Getting off the couch and into activities that get your body moving is linked to a decreased risk of obstructive sleep apnea (OSA), according to a wide-scale study that highlights the hazards of leading a sedentary life.
The study, published in the European Respiratory Journal, tracked around 130,000 men and women in the U.S. over a period of 10 to 18 years and found that more movement and less sedentary behaviour were associated with a lower likelihood of OSA. “In our study, higher levels of physical activity and fewer hours of TV watching and sitting either at work or away from home were associated with lower OSA incidence after accounting for potential confounders,” said Tianyi Huang, an associate epidemiologist at Brigham and Women’s Hospital, a teaching hospital affiliated with Harvard University. “Our results suggest that promoting an active lifestyle may have substantial benefits for both prevention and treatment of OSA.”
A 2014 study estimated that around 5.4 million Canadians have either been diagnosed with sleep apnea or are at high risk of the disorder. OSA, the most common type of sleep apnea, occurs when the upper airways become blocked, often because the soft tissue at the back of the throat collapses and obstructs the flow of oxygen to the lungs. This passage can also become comprised in people with large tongues, relaxed throat muscles or narrow airways.

- **Using the information**:
- A) According to the article on sleep apnea, in which journal was the study published?
- B) Render this sentence from the article on sleep apnea in French: "A 2014 study estimated that around 5.4 million Canadians have either been diagnosed with sleep apnea or are at high risk of the disorder."
- C) List every physical trait that the article on sleep apnea identifies as able to compromise the airway passage in some people.

Dataset entries
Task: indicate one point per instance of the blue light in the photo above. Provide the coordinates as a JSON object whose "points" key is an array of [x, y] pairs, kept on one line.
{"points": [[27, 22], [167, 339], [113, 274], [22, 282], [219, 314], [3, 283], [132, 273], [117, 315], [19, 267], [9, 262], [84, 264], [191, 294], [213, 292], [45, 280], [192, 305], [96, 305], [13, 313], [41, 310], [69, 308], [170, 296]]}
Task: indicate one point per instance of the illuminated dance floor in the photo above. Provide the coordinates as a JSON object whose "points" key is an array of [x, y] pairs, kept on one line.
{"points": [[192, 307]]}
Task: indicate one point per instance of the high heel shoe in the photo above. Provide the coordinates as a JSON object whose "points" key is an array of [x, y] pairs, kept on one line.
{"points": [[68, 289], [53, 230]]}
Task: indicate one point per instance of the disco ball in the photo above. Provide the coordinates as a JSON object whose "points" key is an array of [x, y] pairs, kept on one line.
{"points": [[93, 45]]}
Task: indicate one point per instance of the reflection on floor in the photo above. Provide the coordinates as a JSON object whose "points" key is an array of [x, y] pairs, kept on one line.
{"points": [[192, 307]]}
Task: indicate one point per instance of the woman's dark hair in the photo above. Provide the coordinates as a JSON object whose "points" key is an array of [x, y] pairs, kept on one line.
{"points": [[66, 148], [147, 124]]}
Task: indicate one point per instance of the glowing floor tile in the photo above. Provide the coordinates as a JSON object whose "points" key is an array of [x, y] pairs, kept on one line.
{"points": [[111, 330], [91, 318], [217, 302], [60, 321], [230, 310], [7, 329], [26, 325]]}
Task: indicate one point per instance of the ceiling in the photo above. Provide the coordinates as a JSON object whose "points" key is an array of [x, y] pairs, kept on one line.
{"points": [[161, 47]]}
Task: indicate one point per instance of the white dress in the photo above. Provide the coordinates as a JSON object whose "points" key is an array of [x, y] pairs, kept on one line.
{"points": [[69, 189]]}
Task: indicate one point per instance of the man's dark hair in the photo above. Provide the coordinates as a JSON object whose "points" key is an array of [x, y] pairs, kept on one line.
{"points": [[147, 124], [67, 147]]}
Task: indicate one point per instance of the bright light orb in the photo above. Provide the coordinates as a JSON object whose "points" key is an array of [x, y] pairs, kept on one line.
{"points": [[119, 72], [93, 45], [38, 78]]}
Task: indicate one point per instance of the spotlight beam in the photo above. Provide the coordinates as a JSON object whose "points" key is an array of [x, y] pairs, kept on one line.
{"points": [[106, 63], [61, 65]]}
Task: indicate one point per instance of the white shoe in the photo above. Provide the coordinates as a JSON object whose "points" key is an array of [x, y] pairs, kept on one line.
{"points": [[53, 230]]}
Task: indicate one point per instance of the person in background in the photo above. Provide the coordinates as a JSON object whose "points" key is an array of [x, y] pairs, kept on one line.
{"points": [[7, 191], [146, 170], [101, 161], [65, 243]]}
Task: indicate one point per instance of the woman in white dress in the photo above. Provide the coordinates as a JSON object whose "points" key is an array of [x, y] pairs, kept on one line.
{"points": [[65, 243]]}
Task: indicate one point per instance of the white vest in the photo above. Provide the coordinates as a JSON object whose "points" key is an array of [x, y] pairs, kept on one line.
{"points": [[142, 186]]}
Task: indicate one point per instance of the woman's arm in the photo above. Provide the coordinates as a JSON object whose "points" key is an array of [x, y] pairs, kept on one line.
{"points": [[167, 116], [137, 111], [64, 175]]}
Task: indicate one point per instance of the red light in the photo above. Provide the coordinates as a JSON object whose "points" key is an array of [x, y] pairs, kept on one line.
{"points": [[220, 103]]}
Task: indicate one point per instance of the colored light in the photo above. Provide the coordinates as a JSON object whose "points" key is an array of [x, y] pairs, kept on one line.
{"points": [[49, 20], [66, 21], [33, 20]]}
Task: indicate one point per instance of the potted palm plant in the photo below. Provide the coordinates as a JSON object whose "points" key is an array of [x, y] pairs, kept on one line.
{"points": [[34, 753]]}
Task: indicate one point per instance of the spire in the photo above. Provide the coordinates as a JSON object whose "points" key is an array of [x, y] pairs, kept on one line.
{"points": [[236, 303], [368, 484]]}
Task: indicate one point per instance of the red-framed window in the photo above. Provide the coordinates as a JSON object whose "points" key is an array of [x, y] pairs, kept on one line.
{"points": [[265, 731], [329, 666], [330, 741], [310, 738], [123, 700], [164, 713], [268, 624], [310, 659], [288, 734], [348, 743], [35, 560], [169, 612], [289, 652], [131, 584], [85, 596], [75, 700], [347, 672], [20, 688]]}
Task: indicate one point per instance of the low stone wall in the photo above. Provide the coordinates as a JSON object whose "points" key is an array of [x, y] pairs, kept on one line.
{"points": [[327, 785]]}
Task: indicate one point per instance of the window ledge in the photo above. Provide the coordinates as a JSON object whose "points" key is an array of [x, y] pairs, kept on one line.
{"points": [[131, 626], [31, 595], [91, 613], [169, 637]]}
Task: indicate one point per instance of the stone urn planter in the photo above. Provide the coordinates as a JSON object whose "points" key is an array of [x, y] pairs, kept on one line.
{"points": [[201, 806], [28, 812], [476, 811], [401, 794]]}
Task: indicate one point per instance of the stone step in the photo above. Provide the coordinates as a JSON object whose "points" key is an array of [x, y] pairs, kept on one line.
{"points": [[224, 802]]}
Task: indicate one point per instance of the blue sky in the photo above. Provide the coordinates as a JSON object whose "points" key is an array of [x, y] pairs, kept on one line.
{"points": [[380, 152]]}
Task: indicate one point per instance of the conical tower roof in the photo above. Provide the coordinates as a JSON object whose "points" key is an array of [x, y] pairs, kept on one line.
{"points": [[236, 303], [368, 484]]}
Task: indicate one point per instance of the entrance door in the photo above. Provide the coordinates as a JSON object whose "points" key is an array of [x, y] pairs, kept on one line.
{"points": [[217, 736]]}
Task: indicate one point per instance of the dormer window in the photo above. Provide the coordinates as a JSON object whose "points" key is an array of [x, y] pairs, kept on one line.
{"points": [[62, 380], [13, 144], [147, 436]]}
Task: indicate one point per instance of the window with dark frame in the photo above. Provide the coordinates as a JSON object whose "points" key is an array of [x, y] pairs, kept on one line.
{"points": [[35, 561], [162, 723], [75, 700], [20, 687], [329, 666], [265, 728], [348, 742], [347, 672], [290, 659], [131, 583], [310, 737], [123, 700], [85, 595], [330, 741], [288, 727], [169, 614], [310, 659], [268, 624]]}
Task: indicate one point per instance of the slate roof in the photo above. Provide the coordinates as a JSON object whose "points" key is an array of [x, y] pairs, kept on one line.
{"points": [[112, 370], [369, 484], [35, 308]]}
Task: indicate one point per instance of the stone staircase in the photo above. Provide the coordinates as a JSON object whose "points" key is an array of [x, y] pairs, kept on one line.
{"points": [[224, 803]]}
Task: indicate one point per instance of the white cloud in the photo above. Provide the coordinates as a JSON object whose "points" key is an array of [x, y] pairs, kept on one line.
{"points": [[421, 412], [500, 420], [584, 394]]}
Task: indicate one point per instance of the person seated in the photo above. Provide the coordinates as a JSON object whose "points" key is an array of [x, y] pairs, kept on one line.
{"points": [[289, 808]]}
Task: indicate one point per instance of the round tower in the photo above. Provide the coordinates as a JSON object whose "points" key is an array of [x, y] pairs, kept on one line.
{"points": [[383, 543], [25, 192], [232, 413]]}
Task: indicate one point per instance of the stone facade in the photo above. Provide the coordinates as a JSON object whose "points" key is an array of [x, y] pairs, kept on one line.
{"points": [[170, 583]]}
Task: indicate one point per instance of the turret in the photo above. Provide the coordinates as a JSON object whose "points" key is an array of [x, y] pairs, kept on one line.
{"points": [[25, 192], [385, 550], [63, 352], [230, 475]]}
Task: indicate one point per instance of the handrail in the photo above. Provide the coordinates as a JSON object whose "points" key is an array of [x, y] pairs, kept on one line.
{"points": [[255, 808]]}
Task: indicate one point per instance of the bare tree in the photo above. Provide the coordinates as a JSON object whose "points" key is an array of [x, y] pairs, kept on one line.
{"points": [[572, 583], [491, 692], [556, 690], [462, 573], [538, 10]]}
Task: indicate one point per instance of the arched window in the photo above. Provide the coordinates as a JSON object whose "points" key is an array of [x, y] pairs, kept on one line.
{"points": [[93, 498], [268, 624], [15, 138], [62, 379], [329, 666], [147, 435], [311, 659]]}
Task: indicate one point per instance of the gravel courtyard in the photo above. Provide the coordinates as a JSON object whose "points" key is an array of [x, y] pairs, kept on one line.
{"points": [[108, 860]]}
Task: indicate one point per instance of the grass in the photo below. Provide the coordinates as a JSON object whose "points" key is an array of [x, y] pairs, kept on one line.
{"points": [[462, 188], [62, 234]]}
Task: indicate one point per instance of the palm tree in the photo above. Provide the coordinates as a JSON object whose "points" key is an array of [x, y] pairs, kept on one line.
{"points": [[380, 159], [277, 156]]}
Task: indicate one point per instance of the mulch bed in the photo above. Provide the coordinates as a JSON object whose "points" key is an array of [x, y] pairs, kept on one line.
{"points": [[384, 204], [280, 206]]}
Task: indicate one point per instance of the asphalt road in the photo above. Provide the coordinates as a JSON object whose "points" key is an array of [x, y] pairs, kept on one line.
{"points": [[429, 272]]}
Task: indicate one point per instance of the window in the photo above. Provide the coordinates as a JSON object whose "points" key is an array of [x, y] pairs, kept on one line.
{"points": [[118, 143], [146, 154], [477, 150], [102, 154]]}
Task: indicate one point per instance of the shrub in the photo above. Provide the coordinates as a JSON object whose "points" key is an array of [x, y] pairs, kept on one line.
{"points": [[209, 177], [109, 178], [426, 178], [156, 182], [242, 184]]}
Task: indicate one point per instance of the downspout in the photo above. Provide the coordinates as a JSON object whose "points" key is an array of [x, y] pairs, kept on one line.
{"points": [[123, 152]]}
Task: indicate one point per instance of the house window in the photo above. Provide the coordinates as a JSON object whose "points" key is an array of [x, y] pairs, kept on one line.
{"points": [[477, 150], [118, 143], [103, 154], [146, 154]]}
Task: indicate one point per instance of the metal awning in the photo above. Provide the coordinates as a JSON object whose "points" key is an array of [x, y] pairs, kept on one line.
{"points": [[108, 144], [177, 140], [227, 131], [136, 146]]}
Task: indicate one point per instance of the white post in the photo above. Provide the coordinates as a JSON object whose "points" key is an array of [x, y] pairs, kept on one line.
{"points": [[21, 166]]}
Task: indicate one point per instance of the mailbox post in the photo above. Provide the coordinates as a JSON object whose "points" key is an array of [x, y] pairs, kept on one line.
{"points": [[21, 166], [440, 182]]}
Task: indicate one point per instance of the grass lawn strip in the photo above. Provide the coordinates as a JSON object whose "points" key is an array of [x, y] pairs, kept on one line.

- **Answers to the exercise**:
- A) The European Respiratory Journal

- B) Une étude de 2014 a estimé qu'environ 5,4 millions de Canadiens ont soit reçu un diagnostic d'apnée du sommeil, soit présentent un risque élevé de développer ce trouble.

- C) Large tongues, relaxed throat muscles, narrow airways